> DOCUMENT EXTRACT

______

# Good morning HGFers....



## Lisa93 (2 mo ago)

Kinda nipply here..but i like these cool crisp mornings...


----------



## tony pasley (May 6, 2006)

Good morning nice here nice comfortable 58 degrees and horses feed stalls picked, ones to turn out grazing.


----------



## Shipwreck (Jan 26, 2006)

I've already been out walking 2 miles before 8:30am


----------



## Goldwing (Nov 5, 2014)

I am looking forward to putting some commies on unemployment today.


----------



## rickclark28 (Apr 14, 2019)

Already walked dogs and enjoyed the cool morning here in Ohio. The wife and I have already voted, and I will look forward to some changes here in the future after the results of the election. I can't imagine anyone voting to keep these guys in office.
*I love these mornings when the weather starts to change. All you members have a great day.


----------



## Belt Fed (4 mo ago)

I'm late for the morning, but good evening to everyone. hope all ya'lls day was a good one


----------



## Shipwreck (Jan 26, 2006)

Rise and shine! Been up an hour already


----------



## tony pasley (May 6, 2006)

Up at 05:30 as normal took care of the barn turn out the horses now having relaxing morning coffee.

______

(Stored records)
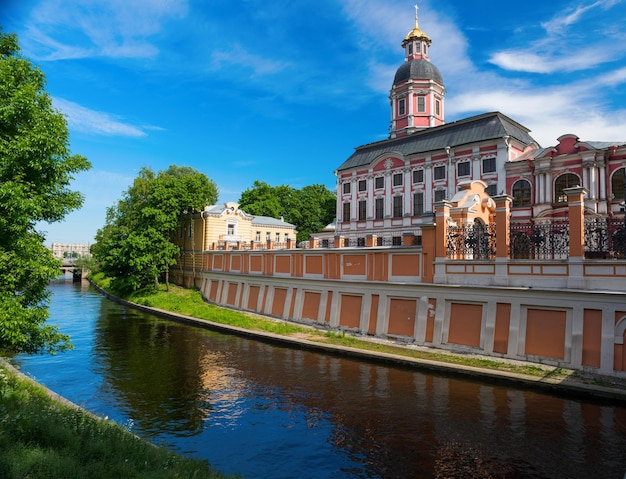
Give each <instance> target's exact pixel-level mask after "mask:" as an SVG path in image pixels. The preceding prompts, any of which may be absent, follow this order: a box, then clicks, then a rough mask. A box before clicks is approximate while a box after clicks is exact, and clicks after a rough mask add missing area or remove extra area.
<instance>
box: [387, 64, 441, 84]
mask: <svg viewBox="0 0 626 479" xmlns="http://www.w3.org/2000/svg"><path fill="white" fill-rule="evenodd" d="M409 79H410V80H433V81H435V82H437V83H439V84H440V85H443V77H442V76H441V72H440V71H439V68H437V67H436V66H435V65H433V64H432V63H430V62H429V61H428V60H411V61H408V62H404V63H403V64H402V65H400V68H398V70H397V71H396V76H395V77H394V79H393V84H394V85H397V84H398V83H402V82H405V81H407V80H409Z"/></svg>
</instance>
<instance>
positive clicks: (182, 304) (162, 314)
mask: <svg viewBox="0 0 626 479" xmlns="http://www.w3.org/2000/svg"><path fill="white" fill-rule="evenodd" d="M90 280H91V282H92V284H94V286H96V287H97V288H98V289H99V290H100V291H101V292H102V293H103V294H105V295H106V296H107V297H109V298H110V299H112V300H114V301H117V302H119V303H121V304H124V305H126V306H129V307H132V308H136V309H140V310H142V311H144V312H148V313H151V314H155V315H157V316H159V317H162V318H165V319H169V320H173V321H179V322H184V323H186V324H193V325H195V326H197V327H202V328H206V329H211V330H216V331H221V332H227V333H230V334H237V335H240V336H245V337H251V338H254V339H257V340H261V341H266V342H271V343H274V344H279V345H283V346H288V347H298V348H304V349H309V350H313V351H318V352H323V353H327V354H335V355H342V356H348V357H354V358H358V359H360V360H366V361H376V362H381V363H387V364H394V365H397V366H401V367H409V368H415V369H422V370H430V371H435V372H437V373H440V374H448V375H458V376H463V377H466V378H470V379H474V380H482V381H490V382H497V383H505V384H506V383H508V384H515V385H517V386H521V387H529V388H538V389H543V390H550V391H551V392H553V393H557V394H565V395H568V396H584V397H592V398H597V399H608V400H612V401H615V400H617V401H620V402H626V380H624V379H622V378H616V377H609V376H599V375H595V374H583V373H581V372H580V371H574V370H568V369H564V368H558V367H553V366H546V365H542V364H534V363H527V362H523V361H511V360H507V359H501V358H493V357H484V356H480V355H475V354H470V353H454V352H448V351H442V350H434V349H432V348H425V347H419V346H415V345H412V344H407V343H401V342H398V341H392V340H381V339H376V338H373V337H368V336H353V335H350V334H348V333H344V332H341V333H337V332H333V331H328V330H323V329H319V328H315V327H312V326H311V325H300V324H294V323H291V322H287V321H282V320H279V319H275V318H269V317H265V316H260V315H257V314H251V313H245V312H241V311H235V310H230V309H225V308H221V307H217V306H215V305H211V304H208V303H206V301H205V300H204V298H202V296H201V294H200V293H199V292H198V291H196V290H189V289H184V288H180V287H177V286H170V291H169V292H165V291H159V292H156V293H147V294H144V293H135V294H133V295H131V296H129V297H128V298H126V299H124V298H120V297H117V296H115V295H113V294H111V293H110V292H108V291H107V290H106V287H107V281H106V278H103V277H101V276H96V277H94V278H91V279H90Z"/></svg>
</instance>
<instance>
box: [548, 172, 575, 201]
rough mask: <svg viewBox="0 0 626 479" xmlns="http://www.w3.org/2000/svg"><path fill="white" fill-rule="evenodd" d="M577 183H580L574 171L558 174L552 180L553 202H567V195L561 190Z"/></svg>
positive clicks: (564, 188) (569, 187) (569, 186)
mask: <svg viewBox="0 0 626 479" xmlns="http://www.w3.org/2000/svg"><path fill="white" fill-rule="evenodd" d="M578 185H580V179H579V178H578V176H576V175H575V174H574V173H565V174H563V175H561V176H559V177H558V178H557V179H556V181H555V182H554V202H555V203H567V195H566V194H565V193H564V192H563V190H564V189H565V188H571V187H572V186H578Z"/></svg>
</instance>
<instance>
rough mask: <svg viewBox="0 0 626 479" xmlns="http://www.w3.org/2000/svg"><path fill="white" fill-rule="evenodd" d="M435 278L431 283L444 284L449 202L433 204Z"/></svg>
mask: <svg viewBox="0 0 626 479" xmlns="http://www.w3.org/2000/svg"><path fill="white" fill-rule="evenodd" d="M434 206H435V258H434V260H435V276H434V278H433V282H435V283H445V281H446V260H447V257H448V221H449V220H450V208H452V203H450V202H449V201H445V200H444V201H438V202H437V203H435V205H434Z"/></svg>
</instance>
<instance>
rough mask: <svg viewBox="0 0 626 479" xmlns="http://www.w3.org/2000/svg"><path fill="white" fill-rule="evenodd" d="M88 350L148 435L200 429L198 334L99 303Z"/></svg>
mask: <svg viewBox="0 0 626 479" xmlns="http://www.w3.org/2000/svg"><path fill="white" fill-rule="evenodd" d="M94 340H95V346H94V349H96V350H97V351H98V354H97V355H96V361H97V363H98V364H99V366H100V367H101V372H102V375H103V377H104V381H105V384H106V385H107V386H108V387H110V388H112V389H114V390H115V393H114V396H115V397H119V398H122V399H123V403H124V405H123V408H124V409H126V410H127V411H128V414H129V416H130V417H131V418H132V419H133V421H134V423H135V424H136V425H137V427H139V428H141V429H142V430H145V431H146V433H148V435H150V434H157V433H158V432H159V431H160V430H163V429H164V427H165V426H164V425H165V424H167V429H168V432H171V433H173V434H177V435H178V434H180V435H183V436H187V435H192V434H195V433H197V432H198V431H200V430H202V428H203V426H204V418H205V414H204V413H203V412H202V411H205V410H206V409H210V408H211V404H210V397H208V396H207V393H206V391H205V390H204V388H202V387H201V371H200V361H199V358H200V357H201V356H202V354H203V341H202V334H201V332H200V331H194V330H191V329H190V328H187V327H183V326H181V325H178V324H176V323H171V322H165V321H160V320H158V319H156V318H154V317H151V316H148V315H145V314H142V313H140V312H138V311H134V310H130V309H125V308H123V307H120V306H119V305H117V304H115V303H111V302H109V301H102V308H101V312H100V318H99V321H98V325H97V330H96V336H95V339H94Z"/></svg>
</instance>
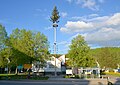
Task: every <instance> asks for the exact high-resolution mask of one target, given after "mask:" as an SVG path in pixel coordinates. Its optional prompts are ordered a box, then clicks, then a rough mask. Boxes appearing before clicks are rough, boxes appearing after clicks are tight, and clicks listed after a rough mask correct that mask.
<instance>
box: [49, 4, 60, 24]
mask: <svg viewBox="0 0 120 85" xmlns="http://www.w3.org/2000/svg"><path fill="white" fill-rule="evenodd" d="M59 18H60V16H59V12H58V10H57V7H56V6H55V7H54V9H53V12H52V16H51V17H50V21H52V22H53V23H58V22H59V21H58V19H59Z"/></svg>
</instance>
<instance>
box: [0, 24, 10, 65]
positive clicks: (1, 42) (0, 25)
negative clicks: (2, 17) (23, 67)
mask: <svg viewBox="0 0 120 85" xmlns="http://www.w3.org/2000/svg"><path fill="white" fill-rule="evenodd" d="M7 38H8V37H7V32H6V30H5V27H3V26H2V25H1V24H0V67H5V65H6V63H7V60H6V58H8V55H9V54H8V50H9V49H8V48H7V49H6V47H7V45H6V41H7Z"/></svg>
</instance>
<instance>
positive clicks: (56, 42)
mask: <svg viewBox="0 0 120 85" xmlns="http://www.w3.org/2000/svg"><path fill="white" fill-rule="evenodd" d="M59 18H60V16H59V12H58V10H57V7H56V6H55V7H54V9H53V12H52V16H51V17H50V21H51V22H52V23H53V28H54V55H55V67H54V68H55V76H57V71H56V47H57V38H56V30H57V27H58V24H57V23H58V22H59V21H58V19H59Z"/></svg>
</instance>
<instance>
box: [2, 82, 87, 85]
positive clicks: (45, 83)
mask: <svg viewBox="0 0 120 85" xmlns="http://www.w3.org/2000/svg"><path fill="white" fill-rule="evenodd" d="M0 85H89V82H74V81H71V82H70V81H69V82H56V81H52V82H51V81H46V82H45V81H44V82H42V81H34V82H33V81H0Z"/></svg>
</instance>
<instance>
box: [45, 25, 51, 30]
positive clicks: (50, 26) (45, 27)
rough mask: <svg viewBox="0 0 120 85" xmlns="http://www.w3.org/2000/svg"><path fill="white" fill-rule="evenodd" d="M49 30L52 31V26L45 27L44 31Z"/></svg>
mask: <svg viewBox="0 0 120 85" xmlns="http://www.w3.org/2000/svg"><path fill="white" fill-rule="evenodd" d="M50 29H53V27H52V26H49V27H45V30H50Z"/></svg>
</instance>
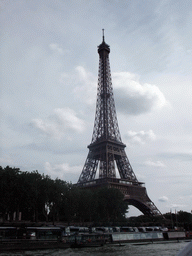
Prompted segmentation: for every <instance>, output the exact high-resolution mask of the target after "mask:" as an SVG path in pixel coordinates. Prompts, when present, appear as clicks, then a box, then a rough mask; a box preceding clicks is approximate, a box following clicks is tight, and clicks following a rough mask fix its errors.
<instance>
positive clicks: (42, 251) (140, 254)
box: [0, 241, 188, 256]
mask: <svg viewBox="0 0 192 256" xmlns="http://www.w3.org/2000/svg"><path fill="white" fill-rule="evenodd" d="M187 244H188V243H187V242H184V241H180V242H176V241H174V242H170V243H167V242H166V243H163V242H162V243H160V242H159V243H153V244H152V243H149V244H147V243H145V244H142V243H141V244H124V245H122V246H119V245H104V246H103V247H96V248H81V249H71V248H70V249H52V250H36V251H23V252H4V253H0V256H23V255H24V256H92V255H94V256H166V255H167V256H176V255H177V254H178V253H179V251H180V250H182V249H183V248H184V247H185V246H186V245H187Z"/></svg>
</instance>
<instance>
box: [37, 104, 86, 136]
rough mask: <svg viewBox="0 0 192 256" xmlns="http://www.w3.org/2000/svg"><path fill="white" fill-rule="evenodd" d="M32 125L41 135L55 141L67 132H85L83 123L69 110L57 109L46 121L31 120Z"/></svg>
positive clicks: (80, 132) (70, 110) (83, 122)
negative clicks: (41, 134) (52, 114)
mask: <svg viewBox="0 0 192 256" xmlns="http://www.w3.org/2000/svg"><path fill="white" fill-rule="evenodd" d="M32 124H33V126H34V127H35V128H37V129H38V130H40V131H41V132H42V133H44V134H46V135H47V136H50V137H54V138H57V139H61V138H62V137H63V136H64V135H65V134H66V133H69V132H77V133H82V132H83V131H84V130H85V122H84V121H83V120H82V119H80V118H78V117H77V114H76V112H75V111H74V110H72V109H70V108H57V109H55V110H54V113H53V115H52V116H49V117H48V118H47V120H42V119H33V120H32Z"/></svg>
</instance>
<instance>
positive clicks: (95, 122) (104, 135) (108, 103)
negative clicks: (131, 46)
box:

______

> QUESTIONS TO ANSWER
1. Duplicate the passage of the "Good morning HGFers" thread from "Already walked dogs" up to and including "Fed (4 mo ago)".
2. Name every distinct username that posts in the "Good morning HGFers" thread, listing each one only once.
3. Take the "Good morning HGFers" thread further with one or more new posts that pick up after its last post.
The stored records play no part in what comes next.

> ANSWERS FOR EACH ITEM
1.
Already walked dogs and enjoyed the cool morning here in Ohio. The wife and I have already voted, and I will look forward to some changes here in the future after the results of the election. I can't imagine anyone voting to keep these guys in office.
*I love these mornings when the weather starts to change. All you members have a great day.


----------



## Belt Fed (4 mo ago)

2.
Lisa93
tony pasley
Shipwreck
Goldwing
rickclark28
Belt Fed

3.
----------



## Shipwreck (Jan 26, 2006)

I got to work early and went walking 2 miles.In the afternoon, it will be too hot here


----------



## Lisa93 (2 mo ago)

Good Afternoon...? lol.


----------



## tony pasley (May 6, 2006)

Good morning, 57 degrees overcast morning 80% chance of rain this afternoon. Barn already done and now coffee time..


----------



## Lisa93 (2 mo ago)

Has been such a nice day here. Sunny and 70deg. Getting off work to enjoy what's left of it.. May not have any more like this this year. Hope you all have a good evening..


----------



## LostinTexas (Oct 1, 2018)

Well, it is afternoon now. The temp is dropping and will be till Saturday morning. Claiming to land around 30 by then from 80 a little earlier today. Rain tonight an tomorrow, but rain has been promised and never showed, so we'll see.
Covered my "Tiny Tim" that is about 10 feet tall and 4 feet across. it is still loaded with cherry tomatoes, and boy are they good. I hope to keep it going for a while longer. Middle of November and still getting lettuce, tomatoes, and okra from the garden, so hard to complain too much, and I know it will be loaded down when the first freeze gets it. Still heartbreaking, though.
Looks like this will be our weather shift. How long it lasts is anyone's guess, but cooler temps are in the forecast the next ten days.
Stay warm out there.


----------



## rickclark28 (Apr 14, 2019)

Finally, receiving well needed rain here in central Ohio with the temp at 58 degrees. At 6:30am attempted to walk my three dachshunds but they hate the rain so it was a quick walk.
*Getting geared up to hit the range today for some SA and semi-auto target practice.
*All of you have a great day and make it a good day!


----------



## Shipwreck (Jan 26, 2006)

I am off today. Hope to go to the range today, but we have bad weather coming. So, not sure if it will happen.


----------



## tony pasley (May 6, 2006)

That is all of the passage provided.